#### Provided entries ####
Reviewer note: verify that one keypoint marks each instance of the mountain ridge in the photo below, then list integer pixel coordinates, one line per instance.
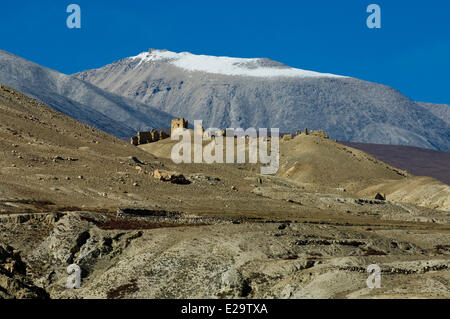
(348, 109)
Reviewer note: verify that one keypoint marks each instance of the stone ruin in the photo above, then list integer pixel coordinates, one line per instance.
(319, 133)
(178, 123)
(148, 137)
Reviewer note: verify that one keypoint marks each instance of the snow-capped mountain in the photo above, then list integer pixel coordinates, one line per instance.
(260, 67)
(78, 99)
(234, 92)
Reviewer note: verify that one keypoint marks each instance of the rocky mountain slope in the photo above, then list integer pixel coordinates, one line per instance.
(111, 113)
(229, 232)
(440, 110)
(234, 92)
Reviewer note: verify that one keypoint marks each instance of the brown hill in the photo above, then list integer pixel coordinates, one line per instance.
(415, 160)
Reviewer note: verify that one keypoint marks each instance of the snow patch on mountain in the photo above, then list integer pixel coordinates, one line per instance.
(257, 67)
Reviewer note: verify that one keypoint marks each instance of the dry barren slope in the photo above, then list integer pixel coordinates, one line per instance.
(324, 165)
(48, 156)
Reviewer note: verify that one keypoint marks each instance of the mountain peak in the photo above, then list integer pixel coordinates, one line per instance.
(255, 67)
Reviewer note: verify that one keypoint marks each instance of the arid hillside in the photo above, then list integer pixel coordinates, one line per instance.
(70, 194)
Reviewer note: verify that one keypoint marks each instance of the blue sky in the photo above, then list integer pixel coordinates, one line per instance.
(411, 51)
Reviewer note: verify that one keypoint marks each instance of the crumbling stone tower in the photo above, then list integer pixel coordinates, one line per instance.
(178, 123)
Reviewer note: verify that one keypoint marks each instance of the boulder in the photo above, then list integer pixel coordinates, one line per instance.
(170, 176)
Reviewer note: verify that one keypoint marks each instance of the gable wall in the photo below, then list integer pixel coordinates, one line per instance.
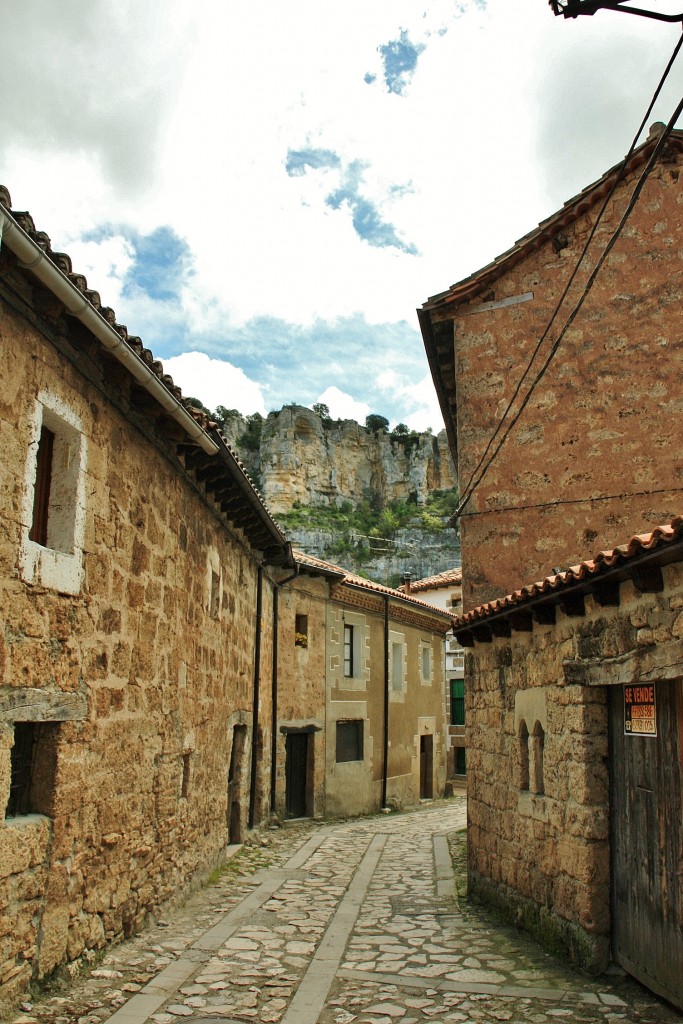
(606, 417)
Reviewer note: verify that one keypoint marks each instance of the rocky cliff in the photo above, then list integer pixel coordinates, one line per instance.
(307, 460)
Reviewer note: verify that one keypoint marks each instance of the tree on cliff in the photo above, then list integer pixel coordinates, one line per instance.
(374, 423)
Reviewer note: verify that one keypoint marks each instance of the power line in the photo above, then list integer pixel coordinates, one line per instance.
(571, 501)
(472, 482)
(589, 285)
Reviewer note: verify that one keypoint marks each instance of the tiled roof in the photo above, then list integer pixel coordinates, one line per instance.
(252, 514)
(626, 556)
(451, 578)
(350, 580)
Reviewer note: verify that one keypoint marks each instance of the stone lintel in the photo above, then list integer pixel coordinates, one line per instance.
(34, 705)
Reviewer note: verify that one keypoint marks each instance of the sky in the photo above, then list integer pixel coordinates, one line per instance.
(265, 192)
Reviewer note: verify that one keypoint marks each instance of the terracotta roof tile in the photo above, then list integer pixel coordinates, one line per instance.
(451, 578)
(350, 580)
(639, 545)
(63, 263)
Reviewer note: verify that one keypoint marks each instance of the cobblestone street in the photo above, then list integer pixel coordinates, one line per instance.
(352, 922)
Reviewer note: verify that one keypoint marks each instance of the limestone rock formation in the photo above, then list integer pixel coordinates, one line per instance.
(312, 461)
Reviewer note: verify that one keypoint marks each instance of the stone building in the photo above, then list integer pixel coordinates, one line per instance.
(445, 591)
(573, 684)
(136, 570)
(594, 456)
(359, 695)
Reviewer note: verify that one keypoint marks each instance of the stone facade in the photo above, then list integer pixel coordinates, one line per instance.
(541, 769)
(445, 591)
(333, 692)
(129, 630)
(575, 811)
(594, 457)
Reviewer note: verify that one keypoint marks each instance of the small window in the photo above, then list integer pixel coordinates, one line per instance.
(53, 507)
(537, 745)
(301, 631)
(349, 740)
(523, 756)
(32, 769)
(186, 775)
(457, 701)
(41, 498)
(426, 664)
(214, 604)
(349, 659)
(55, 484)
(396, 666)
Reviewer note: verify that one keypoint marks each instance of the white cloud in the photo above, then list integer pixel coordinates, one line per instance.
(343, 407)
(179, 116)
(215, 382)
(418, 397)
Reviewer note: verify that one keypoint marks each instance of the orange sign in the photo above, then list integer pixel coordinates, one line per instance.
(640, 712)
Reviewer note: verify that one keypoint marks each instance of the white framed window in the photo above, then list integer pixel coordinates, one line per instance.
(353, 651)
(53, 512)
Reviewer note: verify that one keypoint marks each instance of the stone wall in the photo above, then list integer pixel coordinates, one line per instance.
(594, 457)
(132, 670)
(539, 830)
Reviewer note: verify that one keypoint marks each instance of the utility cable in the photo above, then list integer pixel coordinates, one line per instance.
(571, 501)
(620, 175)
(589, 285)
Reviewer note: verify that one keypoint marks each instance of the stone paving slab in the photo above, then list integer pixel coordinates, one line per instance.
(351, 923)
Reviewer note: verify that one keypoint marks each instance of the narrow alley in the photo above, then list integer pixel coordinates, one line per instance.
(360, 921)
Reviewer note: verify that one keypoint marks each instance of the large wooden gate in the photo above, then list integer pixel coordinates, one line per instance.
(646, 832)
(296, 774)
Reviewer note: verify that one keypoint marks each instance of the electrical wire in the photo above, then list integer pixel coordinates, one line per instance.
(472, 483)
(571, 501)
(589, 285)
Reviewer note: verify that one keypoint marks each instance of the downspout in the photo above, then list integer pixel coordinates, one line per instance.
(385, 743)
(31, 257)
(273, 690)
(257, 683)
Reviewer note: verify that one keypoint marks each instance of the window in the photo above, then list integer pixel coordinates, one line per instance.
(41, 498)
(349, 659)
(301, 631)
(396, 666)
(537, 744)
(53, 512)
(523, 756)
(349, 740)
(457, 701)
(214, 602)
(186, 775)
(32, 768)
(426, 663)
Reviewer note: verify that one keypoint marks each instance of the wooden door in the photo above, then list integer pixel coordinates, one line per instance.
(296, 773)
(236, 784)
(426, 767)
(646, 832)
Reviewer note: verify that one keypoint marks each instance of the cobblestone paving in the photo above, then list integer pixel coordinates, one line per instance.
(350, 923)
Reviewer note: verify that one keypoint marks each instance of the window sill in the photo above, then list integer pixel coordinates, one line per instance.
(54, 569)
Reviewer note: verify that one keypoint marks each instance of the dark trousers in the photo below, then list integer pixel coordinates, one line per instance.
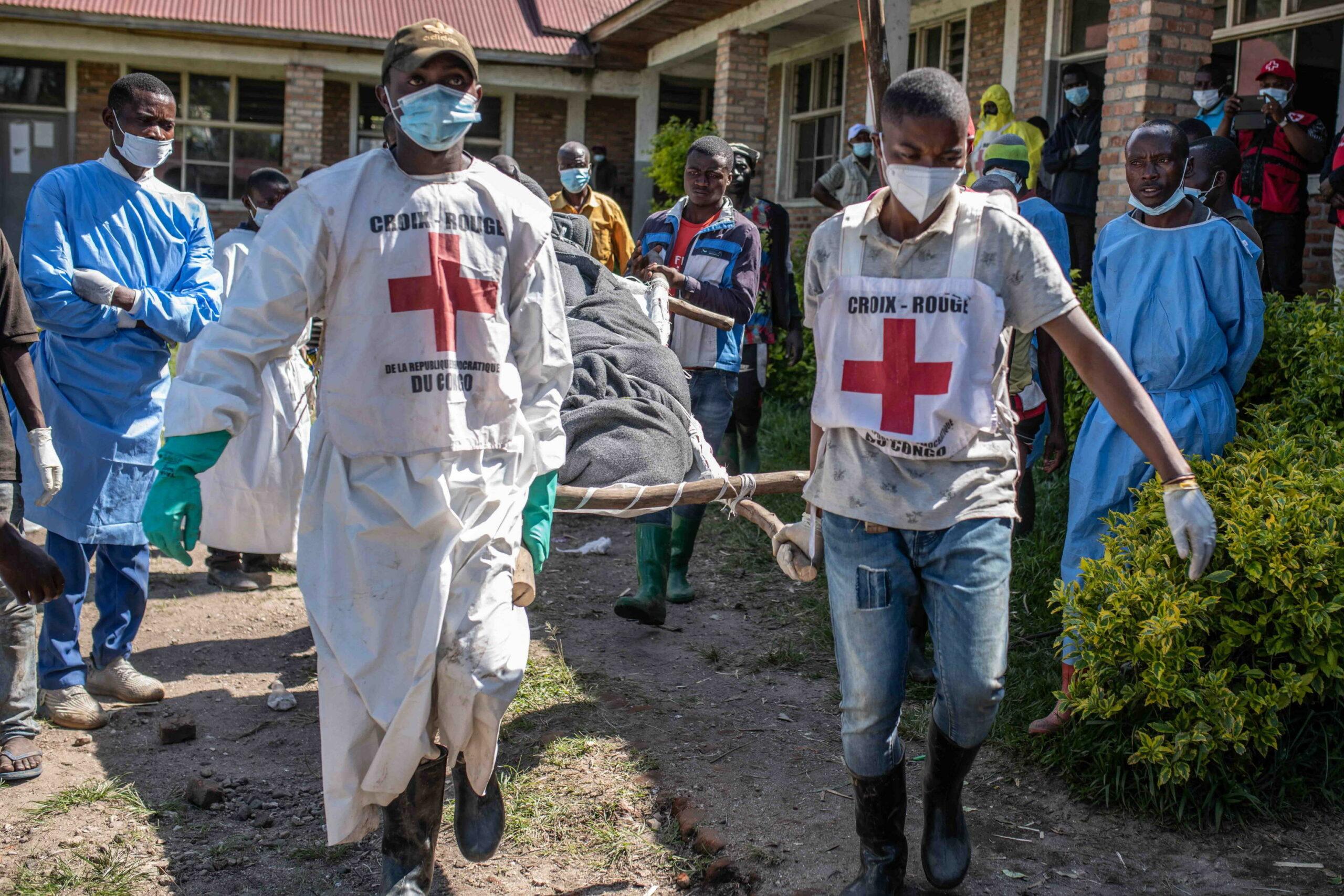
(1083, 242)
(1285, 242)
####
*Problem*:
Each line from the one containing "of the wooden" through the last line of the entries above is to be extracted exactly. Pictures are not part of the copy.

*Task result*:
Reviewer note: verify that one keypoint marks each instance of the wooden door in the photo above, then list integer pixel coordinates, one line per instance.
(296, 773)
(236, 784)
(426, 767)
(646, 832)
Reviewer note: verify that one keypoint marks each instance of the cobblestone paving in the photo above, then list integer pixel coordinates, one line per instance.
(350, 923)
Reviewer note: verify that one keypoint marks each instance of the window sill in the photo above, then list integer pixel coordinates, one line per instance.
(54, 569)
Reviewer note: verify that one keypoint marks each instance of the dark trousers in the photo below, then list integer pixel coordinates, one line per instance.
(1083, 242)
(1285, 242)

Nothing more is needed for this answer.